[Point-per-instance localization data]
..........

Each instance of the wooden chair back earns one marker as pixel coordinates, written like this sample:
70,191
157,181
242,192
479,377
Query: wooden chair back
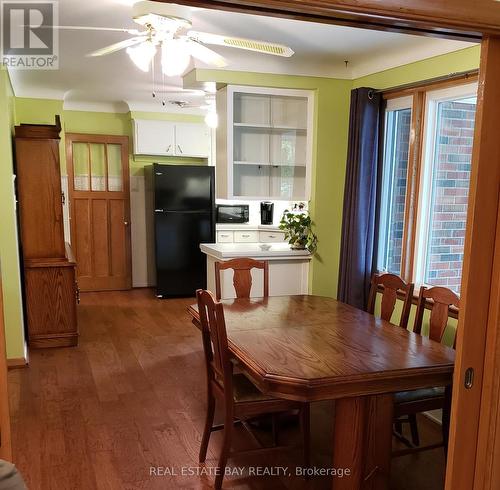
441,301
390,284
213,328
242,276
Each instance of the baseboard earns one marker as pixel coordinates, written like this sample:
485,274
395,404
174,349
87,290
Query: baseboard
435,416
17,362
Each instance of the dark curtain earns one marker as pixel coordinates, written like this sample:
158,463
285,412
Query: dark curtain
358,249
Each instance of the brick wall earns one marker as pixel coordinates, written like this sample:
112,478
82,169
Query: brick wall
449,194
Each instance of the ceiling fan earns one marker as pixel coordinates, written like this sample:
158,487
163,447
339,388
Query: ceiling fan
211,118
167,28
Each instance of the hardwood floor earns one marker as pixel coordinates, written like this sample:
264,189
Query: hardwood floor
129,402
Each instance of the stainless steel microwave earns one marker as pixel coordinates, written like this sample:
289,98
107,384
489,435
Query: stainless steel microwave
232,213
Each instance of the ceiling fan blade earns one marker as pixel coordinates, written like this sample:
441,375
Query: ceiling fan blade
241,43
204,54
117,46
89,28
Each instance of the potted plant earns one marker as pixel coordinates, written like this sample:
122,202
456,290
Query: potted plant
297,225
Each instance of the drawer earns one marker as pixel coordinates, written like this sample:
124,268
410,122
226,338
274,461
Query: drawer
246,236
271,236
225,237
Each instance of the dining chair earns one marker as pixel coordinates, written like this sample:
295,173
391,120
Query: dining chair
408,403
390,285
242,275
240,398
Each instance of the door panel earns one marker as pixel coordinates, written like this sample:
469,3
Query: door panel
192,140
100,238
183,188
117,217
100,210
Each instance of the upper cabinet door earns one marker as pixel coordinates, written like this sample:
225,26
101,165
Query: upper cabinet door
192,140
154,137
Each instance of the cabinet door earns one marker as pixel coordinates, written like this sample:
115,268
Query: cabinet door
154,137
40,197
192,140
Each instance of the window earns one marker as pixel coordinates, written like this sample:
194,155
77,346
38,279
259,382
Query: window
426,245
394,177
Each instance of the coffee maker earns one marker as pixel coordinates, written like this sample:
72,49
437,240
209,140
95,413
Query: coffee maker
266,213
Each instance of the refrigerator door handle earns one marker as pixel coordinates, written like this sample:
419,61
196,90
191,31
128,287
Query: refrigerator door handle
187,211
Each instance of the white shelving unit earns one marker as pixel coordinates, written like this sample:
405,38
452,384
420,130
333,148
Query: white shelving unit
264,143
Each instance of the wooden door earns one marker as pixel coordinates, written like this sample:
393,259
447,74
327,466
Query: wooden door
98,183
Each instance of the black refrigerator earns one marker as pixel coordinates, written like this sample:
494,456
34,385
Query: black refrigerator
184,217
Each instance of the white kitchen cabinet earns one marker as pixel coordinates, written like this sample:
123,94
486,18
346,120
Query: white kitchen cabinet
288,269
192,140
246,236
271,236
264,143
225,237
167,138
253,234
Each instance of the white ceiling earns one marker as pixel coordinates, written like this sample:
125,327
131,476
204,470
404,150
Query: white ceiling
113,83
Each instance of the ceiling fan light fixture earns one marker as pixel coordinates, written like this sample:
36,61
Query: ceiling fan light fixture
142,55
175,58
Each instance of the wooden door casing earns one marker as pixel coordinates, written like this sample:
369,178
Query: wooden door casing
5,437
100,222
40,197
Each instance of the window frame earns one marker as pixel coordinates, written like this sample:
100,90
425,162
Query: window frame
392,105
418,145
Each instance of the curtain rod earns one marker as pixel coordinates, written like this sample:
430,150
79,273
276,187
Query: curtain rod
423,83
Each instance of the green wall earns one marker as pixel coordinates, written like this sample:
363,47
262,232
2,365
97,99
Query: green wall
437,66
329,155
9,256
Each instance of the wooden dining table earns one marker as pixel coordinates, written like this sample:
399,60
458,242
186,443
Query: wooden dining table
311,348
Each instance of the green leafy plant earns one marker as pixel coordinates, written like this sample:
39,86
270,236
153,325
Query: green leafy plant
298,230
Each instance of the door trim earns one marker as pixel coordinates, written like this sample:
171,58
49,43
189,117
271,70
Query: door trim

..........

#### Task to complete
Copy each of the entries above precisely, and drop whatever pictures they hold.

#### Written response
Each instance of the wooden chair back earns one marker as pixel coordinates, written like this sample:
70,191
157,181
242,192
479,377
Query: wooden chair back
441,301
390,284
213,328
242,276
Each instance of the baseboard earns one marker as pixel coordinates, written like this sample:
485,274
395,404
174,349
87,290
Query: baseboard
435,416
17,362
Each instance of the dark curtain earns one marker as pixel coordinates, written like this sample:
158,463
285,412
Query: dark curtain
358,249
Each instance of the brick wall earns one marker as pixel coordinates, written like this sample:
112,478
82,169
Query: brick wall
449,194
Each instance of the ceiling fan earns one marker as pixel coordinates, written like this sample:
158,487
163,447
339,388
Query: ceiling fan
211,118
167,28
Each instance of the hardwood floor earns one marker as pixel coordinates, written like this sample:
264,189
Query: hardwood floor
129,402
Each instance of the stainless steel microwave earns one marker as pixel coordinates, written like this sample:
289,98
107,384
489,435
Query: stainless steel microwave
232,213
Each instance of the ceiling fan blade earns one marker as pixel coordinates, written like this sample:
441,375
Query: ceiling fan blade
241,43
204,54
117,46
89,28
Each instance of the potted plant earns one marker as pixel coordinates, written like this sample:
122,202
456,290
Query: potted plant
297,225
Each instance of the drawer earns one marker as pixel coordinates, written like this sample:
124,268
410,122
226,338
274,461
Query: drawer
246,236
271,236
225,237
Each instance of the dining chair earns one marker as pixel coordinates, written like this sample:
295,173
391,120
Query: dining chair
408,403
390,285
242,275
240,398
Each instance of the door panel earns one marker as pixel coordinates, written like this sample:
469,3
Query: door panel
192,140
100,238
183,188
117,217
100,210
Each instance of the upper cabinet door earns one marker as pixel coordinates, written like this sample:
225,26
101,165
Query: upper cabinet door
192,140
154,137
Each instance of the cabinet door earns one marker as pixel coordinates, written like this sample:
115,268
Query: cabinet door
154,137
40,197
192,140
Each instance of the window earns one marker as pixel coordinates, written like this sample:
194,155
77,346
38,279
259,382
Query: window
426,245
394,177
Each instance of the coffee maker earns one marker as pixel coordinates, written like this sample:
72,49
437,240
209,140
95,413
Query: coffee maker
266,213
Each instance of the refrigerator door handle earns one marker as pixel coordinates, written like this sample:
419,61
196,90
191,31
128,287
Query: refrigerator door handle
187,211
Each instance of the white shelving unit earns one marker as pixel coordinates, written like this sample:
405,38
452,384
420,130
333,148
Query: white shelving unit
264,143
Each instance of the wooden door earns one marker as pixel coordinates, written like this sample:
393,259
447,74
327,466
Query: wooden door
98,183
Each instance of the black refrigerator earns one marker as pixel coordinates, written like this sample:
494,456
34,385
Query: black refrigerator
184,217
Each instance of the white kitchen cabinet earns one marker as pixel coordinates, written like this sample:
123,94
486,18
346,120
Query: white kitchen cabinet
288,269
192,140
246,236
271,236
264,143
225,237
167,138
253,234
Each instance of the white ceiling earns one marker as pixel coordinates, written like this sample:
125,327
131,476
204,470
404,150
Query: white ceiling
113,83
Each instance of the ceiling fan light fixture earns one marker as pixel coordinates, written like this sample:
36,61
Query: ceiling fan light fixture
142,55
175,58
Each instance of the wooden door casing earns one marker as pixel coordinates, written like this sample:
369,178
Query: wooden door casing
5,437
100,222
40,197
Each instance of the window frame earns one marker as pixel coordinates, written like this sample:
100,90
425,162
Query: window frame
392,105
418,145
Each instance of the curtain rod earns one marker as pixel coordinates, written like this sample:
430,150
79,273
276,187
Query: curtain rod
423,83
Each instance of the green wall earns one marker as pixel coordinates, written like this sample:
363,47
262,232
2,365
97,99
Query: green wall
437,66
329,155
9,256
Each instance of the wooden dining table earns one marker as pixel coordinates, written like this sample:
399,60
458,242
186,443
Query: wooden dining table
311,348
Each instance of the green leafy plant earns one marker as pixel coordinates, written like this sample:
39,86
270,236
153,325
Query: green leafy plant
298,230
Each instance of the door trim earns one marker as pixel coordinates, written like this sample:
171,58
49,43
189,117
271,70
Query: door trim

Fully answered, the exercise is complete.